WORK TO DO: Reproduce the rows below without any changes, starting at the line with "Mark one point per instance of the man's eye." and continuing up to and including the line with "(1193, 743)".

Stored data entries:

** START **

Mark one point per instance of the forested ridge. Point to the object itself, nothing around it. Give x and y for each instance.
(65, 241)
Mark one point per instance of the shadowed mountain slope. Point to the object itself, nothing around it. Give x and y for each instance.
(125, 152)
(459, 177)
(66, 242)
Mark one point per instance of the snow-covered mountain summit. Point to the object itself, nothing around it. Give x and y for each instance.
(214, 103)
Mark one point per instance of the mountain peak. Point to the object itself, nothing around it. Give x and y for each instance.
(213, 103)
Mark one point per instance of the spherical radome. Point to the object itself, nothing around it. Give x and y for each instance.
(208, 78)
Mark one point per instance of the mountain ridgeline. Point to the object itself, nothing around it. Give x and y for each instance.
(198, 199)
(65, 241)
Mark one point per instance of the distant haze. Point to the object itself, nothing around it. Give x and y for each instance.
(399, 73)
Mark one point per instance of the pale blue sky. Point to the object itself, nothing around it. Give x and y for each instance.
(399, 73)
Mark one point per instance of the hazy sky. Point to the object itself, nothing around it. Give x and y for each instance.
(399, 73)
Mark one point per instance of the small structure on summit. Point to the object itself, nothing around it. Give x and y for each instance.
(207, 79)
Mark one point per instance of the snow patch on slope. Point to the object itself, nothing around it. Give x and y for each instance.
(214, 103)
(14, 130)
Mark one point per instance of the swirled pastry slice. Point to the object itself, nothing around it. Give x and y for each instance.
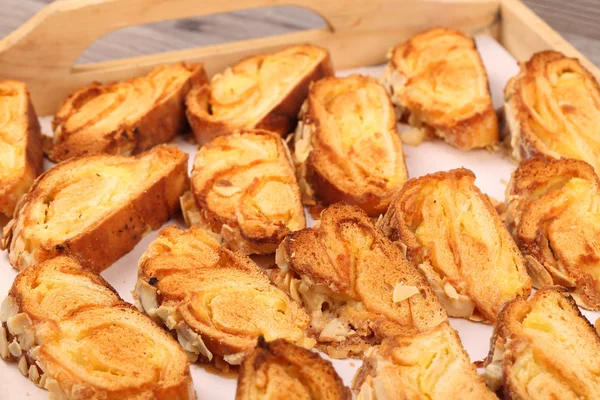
(346, 146)
(96, 208)
(428, 365)
(354, 282)
(244, 189)
(553, 110)
(262, 92)
(126, 117)
(281, 370)
(439, 85)
(543, 348)
(454, 235)
(553, 211)
(216, 301)
(21, 156)
(71, 334)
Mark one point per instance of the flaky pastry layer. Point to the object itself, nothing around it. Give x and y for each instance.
(553, 110)
(553, 211)
(543, 348)
(70, 333)
(21, 155)
(216, 301)
(439, 84)
(96, 208)
(346, 146)
(126, 117)
(355, 283)
(244, 189)
(279, 369)
(456, 238)
(428, 365)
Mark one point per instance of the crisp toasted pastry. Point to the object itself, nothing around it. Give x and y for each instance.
(355, 283)
(96, 208)
(281, 370)
(439, 85)
(553, 211)
(216, 301)
(543, 348)
(346, 146)
(262, 92)
(454, 235)
(552, 110)
(428, 365)
(71, 333)
(244, 189)
(126, 117)
(21, 158)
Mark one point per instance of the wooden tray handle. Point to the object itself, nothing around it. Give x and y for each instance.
(44, 50)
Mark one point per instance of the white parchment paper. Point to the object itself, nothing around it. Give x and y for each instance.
(492, 171)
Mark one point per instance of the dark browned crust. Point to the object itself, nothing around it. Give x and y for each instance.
(307, 248)
(117, 233)
(395, 227)
(160, 124)
(261, 243)
(529, 145)
(459, 133)
(506, 328)
(326, 187)
(316, 373)
(533, 179)
(34, 158)
(282, 119)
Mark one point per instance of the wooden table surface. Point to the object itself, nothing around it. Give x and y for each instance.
(577, 20)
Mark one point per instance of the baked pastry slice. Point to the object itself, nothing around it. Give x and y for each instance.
(279, 370)
(552, 110)
(543, 348)
(427, 365)
(126, 117)
(21, 158)
(262, 92)
(553, 211)
(355, 283)
(96, 208)
(346, 146)
(454, 235)
(244, 189)
(70, 333)
(438, 83)
(216, 301)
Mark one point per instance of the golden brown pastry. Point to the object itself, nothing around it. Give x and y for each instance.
(21, 158)
(427, 365)
(70, 333)
(244, 190)
(553, 211)
(96, 208)
(126, 117)
(454, 235)
(438, 83)
(281, 370)
(355, 283)
(543, 348)
(346, 146)
(217, 302)
(553, 110)
(260, 92)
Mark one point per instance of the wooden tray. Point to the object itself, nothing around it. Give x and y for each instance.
(43, 51)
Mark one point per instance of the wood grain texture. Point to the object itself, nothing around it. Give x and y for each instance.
(577, 20)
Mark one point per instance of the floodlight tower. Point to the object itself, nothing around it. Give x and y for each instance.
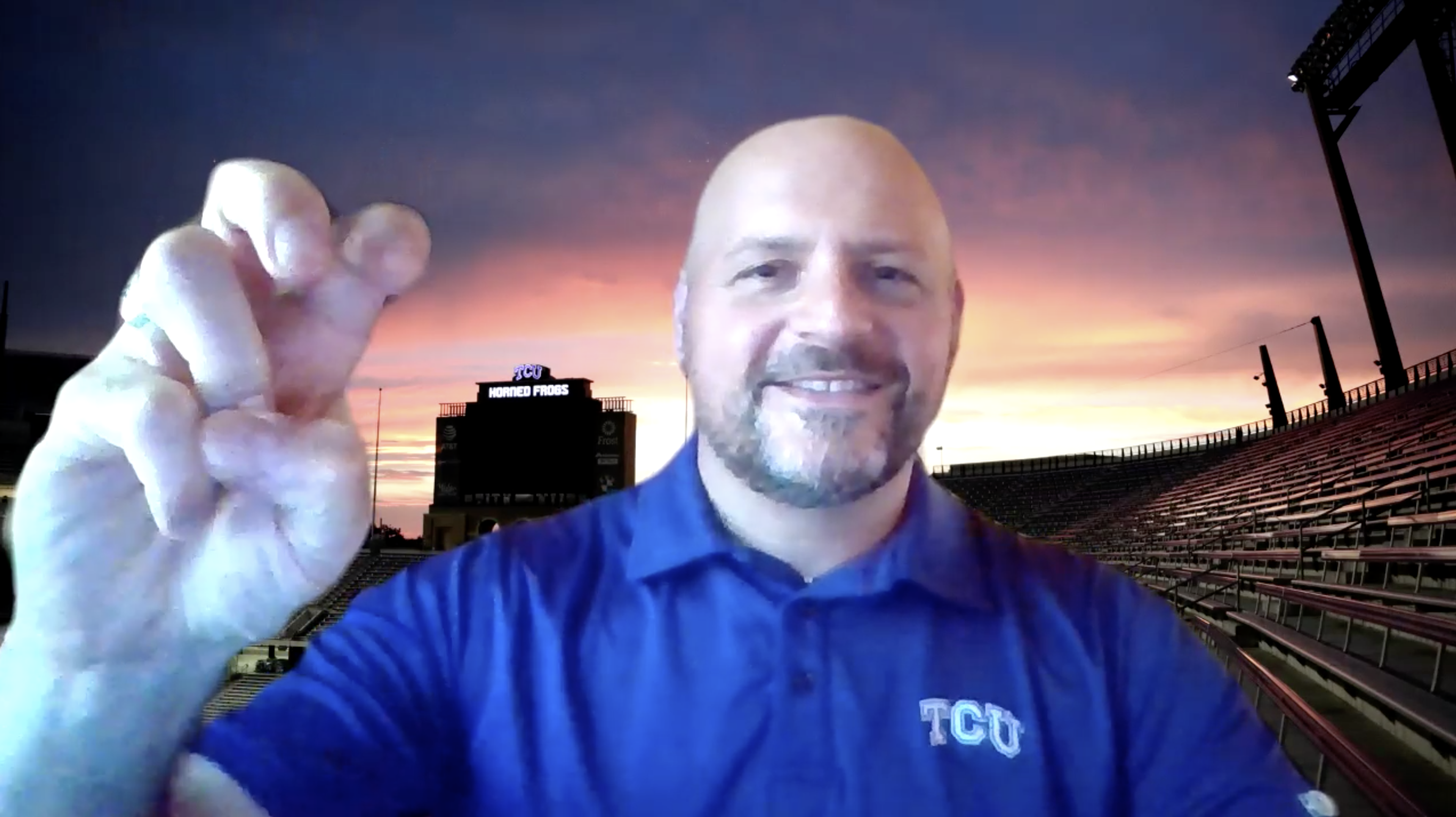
(1349, 55)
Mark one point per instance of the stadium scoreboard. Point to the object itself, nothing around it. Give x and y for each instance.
(533, 440)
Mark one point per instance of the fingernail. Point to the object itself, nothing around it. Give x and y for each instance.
(403, 262)
(298, 252)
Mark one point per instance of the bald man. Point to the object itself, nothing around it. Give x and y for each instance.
(790, 619)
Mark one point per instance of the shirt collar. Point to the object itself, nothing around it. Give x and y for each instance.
(935, 545)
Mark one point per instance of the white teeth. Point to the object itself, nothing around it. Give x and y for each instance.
(832, 385)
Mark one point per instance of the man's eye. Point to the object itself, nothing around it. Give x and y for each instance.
(762, 273)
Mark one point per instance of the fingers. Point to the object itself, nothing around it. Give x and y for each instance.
(383, 251)
(153, 421)
(277, 212)
(188, 289)
(315, 475)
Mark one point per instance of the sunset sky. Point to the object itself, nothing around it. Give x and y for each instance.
(1132, 187)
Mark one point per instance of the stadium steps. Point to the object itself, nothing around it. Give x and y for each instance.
(1422, 780)
(235, 695)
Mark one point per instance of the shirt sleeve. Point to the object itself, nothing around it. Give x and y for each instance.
(367, 723)
(1193, 743)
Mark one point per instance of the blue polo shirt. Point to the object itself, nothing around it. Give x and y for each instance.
(628, 659)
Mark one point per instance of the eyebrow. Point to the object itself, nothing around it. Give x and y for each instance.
(795, 245)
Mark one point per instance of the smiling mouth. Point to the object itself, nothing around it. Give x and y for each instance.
(830, 385)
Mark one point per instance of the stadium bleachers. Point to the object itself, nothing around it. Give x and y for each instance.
(1315, 560)
(369, 569)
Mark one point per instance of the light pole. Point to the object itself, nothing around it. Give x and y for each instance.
(373, 506)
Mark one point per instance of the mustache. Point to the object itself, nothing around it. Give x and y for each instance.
(858, 360)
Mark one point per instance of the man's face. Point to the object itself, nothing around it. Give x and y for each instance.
(819, 327)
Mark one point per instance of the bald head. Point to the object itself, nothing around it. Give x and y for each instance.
(817, 312)
(819, 164)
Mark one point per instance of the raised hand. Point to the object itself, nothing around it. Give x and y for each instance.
(201, 478)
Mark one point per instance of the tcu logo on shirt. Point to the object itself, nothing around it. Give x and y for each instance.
(972, 723)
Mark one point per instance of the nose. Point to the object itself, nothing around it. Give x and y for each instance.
(832, 302)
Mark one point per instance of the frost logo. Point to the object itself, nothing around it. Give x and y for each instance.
(1318, 804)
(973, 723)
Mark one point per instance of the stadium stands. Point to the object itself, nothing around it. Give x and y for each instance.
(1314, 560)
(369, 569)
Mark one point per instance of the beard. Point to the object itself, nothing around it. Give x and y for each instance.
(817, 458)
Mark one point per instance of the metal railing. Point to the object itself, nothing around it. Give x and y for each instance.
(1422, 375)
(1330, 743)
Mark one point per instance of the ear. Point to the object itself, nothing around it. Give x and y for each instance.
(679, 320)
(957, 312)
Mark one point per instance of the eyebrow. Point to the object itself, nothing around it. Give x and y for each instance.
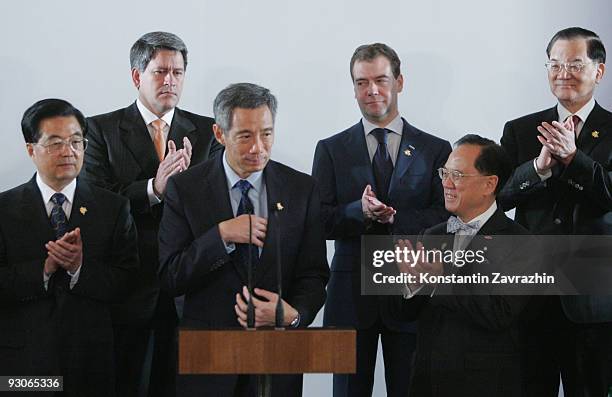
(573, 60)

** END **

RESPONSE:
Mark one point per instance of the man's eye. Point to the object itself, nothing around it. Give x and y for each instance.
(762, 273)
Mark one point per instance of the fingers. Point to the object itself, nothing around it. Give x and y for each instance.
(383, 251)
(153, 421)
(277, 212)
(188, 289)
(315, 475)
Mark one point per instance of the sunset sky. Point to the object itself, nothing around it. Give x and y for each instance.
(1132, 187)
Mark one point per instance of the stadium steps. Point to the object itself, nothing around it. Give x and y for each instance.
(1422, 780)
(235, 695)
Mark one point per instance of the shirt sleeve. Point to the object itself, nothing around it. Give x and y for each instance.
(367, 723)
(1193, 743)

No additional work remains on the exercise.